___ Exercise material

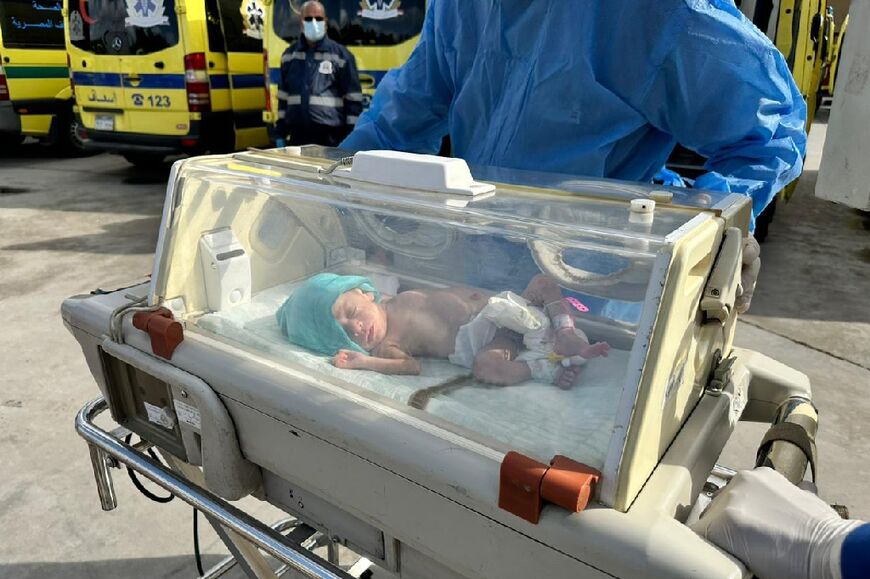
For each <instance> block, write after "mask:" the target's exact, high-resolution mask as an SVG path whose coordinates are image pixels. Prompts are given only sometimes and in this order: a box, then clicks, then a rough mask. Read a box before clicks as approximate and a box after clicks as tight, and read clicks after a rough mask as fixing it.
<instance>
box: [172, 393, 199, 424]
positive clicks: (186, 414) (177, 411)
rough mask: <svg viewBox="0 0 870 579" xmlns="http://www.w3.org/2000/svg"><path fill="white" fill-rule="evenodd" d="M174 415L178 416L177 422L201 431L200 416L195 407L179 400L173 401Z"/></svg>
mask: <svg viewBox="0 0 870 579" xmlns="http://www.w3.org/2000/svg"><path fill="white" fill-rule="evenodd" d="M175 414H177V415H178V420H180V421H181V422H183V423H185V424H187V425H188V426H191V427H193V428H196V429H197V430H201V429H202V415H201V414H200V413H199V409H198V408H197V407H196V406H191V405H190V404H187V403H186V402H182V401H181V400H175Z"/></svg>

______

:: Job item ::
Copy the lines above word for word, but leave out the picture.

:: Your solution ::
For each <instance> block, write after "mask:" the target's exact, high-resolution mask as an SVG path whose coordinates are image pixels. Prompts are given only sometimes and in this order: a box, then clicks, then a rough mask. Read a box before clicks as approximate and a box after clicks as tight, and read clicks after a rough mask as fixing it.
<instance>
box: [172, 393, 199, 424]
positive clicks: (186, 414) (177, 411)
rough mask: <svg viewBox="0 0 870 579" xmlns="http://www.w3.org/2000/svg"><path fill="white" fill-rule="evenodd" d="M174 415L178 416L177 422L201 431L200 416L195 407L179 400L173 401Z"/></svg>
mask: <svg viewBox="0 0 870 579" xmlns="http://www.w3.org/2000/svg"><path fill="white" fill-rule="evenodd" d="M175 414H177V415H178V420H180V421H181V422H183V423H185V424H187V425H188V426H191V427H193V428H196V429H197V430H201V429H202V415H201V414H200V413H199V409H198V408H197V407H196V406H191V405H190V404H187V403H186V402H182V401H181V400H175Z"/></svg>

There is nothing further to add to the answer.